(QUESTIONS À TRAITER)
a) D'après le texte de la page, à quel organe le comité adresse-t-il ses recommandations ?
b) Relevez toutes les recommandations que le comité formule au paragraphe 42 du texte de la page.

(TEXTE DE LA PAGE)
+-------+
B. B. Conclusions du comité

B. B. Conclusions du comité
  1. 40. Le comité prend note de ces informations et no peut que déplorer les circonstances qui ont entouré le décès de Luis Carlos Batalla, telles qu'elles apparaissent dans les déclarations du gouvernement. Le comité a fait valoir à de nombreuses reprises que tout gouvernement doit veiller au respect des droits de l'homme et, en particulier, du droit qu'a toute personne détenue ou inculpée à bénéficier des garanties qu'offre une procédure régulière, entamée le plus rapidement possible. Les garanties d'une procédure judiciaire régulière no doivent pas simplement figurer dans la loi, mais être appliquées dans la pratique. Ainsi, le comité a toujours accordé une grande importance à ce que, dans tous les cas, y compris dans ceux où l'on accuse des syndicalistes de délits de caractère politique ou de droit commun, les intéressés soient jugés le plus rapidement possible par une autorité judiciaire impartiale et indépendante. En ce qui concerne plus particulièrement l'allégation de mauvais traitements, le comité souligne l'importance qu'il a toujours attachée au droit qu'ont les syndicalistes, de même que toute autre personne, de jouir des garanties qu'offre une procédure judiciaire régulière, conforme aux principes qui figurent dans la Déclaration universelle des droits de l'homme.
  2. 41. De toute façon, le comité estime que, dans le cas présent, il a reçu du gouvernement des informations qui démontrent de façon suffisamment précise que les mesures prises n'avaient rien à voir avec l'exercice des activités syndicales, mais qu'elles étaient le résultat d'activités étrangères aux occupations syndicales de M. Luis Carlos Batalla.

Recommandation du comité

Recommandation du comité
  1. 42. Dans ces conditions, le comité recommande au Conseil d'administration:
    • a) de prendre note des informations détaillées fournies par le gouvernement, et de déplorer les circonstances qui ont entouré la mort de Luis Carlos Batalla, telles qu'elles apparaissent dans ces informations;
    • b) de rappeler l'importance qu'il attribue aux principes énoncés au paragraphe 40;
    • c) de décider, pour les motifs indiqués au paragraphe 41, que ce cas n'appelle pas un examen plus approfondi de sa part.
+-------+
(DONNÉES AFFICHÉES)

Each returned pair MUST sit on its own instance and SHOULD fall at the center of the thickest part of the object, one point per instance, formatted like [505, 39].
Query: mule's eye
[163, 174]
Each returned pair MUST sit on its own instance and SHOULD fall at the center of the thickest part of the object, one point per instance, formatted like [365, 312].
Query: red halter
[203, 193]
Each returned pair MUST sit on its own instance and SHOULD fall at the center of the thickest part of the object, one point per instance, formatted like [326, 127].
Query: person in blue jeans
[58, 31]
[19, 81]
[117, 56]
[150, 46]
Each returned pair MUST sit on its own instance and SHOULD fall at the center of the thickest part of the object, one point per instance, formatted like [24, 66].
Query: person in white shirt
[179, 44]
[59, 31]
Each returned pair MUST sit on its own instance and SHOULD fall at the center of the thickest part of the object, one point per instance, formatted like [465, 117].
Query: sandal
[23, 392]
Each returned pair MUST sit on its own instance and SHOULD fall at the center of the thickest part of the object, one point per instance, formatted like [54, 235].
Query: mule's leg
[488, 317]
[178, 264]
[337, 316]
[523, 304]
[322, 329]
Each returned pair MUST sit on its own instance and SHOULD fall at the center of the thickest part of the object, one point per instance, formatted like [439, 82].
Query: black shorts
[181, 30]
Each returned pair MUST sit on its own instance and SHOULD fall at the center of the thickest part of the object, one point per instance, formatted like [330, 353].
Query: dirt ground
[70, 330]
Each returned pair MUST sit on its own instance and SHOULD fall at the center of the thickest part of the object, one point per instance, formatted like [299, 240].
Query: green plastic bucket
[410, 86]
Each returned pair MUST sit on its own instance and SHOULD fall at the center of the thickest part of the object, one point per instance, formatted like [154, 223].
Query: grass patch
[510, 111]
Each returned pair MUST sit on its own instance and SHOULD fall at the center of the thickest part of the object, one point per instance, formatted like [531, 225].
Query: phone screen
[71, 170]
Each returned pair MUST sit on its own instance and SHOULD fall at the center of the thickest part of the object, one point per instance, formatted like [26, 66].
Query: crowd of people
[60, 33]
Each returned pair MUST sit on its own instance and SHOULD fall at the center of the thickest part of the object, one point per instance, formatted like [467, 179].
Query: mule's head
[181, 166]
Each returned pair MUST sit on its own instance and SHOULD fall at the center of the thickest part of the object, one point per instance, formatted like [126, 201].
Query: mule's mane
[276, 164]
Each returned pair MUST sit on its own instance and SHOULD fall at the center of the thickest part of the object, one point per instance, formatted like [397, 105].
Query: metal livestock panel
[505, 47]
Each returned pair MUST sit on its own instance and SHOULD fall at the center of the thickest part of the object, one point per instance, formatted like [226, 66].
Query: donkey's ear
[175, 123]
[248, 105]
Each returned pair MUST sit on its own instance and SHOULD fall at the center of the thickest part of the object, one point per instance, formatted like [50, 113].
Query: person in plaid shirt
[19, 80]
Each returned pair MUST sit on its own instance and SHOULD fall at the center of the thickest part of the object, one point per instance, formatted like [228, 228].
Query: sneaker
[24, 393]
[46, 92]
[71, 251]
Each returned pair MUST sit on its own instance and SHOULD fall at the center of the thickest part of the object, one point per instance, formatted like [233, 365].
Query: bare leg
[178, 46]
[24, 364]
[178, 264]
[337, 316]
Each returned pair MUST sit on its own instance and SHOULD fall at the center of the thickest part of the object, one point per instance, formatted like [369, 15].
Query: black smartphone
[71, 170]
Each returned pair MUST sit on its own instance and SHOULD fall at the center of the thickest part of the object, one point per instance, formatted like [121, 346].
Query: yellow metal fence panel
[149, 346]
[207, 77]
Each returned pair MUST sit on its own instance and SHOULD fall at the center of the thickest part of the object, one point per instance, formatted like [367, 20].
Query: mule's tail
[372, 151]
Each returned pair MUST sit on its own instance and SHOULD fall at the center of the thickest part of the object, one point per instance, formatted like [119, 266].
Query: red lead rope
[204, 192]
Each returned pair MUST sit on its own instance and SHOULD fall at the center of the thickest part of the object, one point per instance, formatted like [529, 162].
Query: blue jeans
+-------+
(RÉSULTATS DE L'EXERCICE)
a) Au Conseil d'administration.

b)
- Prendre note des informations détaillées fournies par le gouvernement et déplorer les circonstances qui ont entouré la mort de Luis Carlos Batalla, telles qu'elles apparaissent dans ces informations.
- Rappeler l'importance qu'il attribue aux principes énoncés au paragraphe 40.
- Décider, pour les motifs indiqués au paragraphe 41, que ce cas n'appelle pas un examen plus approfondi de sa part.